> Quoted passage
— START —

The Company has determined that the Project is a loss project totaling approximately $97.3 million, prior to collection of any potential change orders or claims. The Company received funding through contributions from the Members of approximately $98 million through May 7, 2010, $65 million from Bilfinger and $33 million from CH2M HILL.  The accompanying balance sheets reflect all assets and liabilities as current due to the estimated completion date.

 

(3)                   Significant Accounting Policies

 

(a)                      Basis of Presentation

 

The financial statements are prepared in accordance with generally accepted accounting principles in the United States of America (“U.S. GAAP”).

 

(b)                      Cash and Cash Equivalents

 

The Company considers all highly liquid instruments purchased with an original maturity of three months or less to be cash equivalents.  The Company continually monitors its positions with, and the credit quality of, the financial instruments with which it invests.  As of December 31, 2009 and 2008, and periodically throughout the year, the Company has maintained balances in various operating accounts in excess of federally insured limits.

 

6



 

(c)                     Foreign Currency Translation

 

The functional currency of the Company is the Canadian Dollar, while the reporting currency is the U.S. Dollar (“USD”). All assets and liabilities of the Company are translated into U.S. dollars as of each balance sheet date.  Revenues and expenses are translated at the average exchange rate for the period.  Translation gains and losses are reflected in members’ deficit as part of accumulated other comprehensive income (loss). The accumulated currency translation adjustment will be reflected as a component of net loss upon liquidation of the Company. As of December 31, 2009 and 2008 accumulated currency translation adjustment is a loss of approximately $0.9 million and a gain of approximately $11.2 million, respectively. For the years ended December 31, 2009 and 2008, the Company recognized foreign exchange transaction losses of $0.03 million and $0.5 million, respectively in direct cost of services.

— END —

> Exercise set
1) According to the financial statement excerpt, why do the balance sheets list all assets and liabilities as current? Answer in one to three sentences.
2) Count the lines of the records that contain the word "beak", and reply with the number only.
The records below are unrelated to the financial statement excerpt.

> Records to use
— START —

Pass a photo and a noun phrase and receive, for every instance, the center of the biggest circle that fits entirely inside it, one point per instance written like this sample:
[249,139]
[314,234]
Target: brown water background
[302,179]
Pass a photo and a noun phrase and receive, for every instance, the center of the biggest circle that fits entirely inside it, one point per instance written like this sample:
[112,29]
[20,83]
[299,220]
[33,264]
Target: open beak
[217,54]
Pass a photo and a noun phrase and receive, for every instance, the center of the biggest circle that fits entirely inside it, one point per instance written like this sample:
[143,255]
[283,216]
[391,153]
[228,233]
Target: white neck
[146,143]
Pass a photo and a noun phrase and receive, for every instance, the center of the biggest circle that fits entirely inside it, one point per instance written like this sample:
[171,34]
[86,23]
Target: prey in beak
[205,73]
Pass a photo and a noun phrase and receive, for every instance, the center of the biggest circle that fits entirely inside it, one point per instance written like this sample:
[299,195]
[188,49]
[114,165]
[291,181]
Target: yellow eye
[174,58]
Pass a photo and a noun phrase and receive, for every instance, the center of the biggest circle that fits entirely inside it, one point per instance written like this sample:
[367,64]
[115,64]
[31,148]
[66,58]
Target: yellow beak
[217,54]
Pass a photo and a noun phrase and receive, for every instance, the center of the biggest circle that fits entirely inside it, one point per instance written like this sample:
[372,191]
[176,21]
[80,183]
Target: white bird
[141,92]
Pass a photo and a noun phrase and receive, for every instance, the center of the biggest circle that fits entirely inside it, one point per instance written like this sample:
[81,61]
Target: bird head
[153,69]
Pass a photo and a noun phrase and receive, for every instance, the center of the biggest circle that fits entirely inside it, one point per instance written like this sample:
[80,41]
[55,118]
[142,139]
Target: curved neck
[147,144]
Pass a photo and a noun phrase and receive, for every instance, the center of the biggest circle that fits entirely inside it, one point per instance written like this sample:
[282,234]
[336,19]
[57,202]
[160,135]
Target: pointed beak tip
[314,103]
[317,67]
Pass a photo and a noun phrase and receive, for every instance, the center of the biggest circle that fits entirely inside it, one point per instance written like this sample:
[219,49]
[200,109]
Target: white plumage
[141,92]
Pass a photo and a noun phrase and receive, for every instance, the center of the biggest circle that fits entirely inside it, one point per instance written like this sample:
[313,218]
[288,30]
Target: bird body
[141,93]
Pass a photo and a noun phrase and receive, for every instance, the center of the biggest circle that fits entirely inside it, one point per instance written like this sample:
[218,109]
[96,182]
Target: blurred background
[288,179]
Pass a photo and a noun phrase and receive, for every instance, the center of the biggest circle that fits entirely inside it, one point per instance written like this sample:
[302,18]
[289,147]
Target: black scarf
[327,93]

— END —

> Per-task outputs
1) The balance sheets list all assets and liabilities as current because of the estimated completion date.

2) 4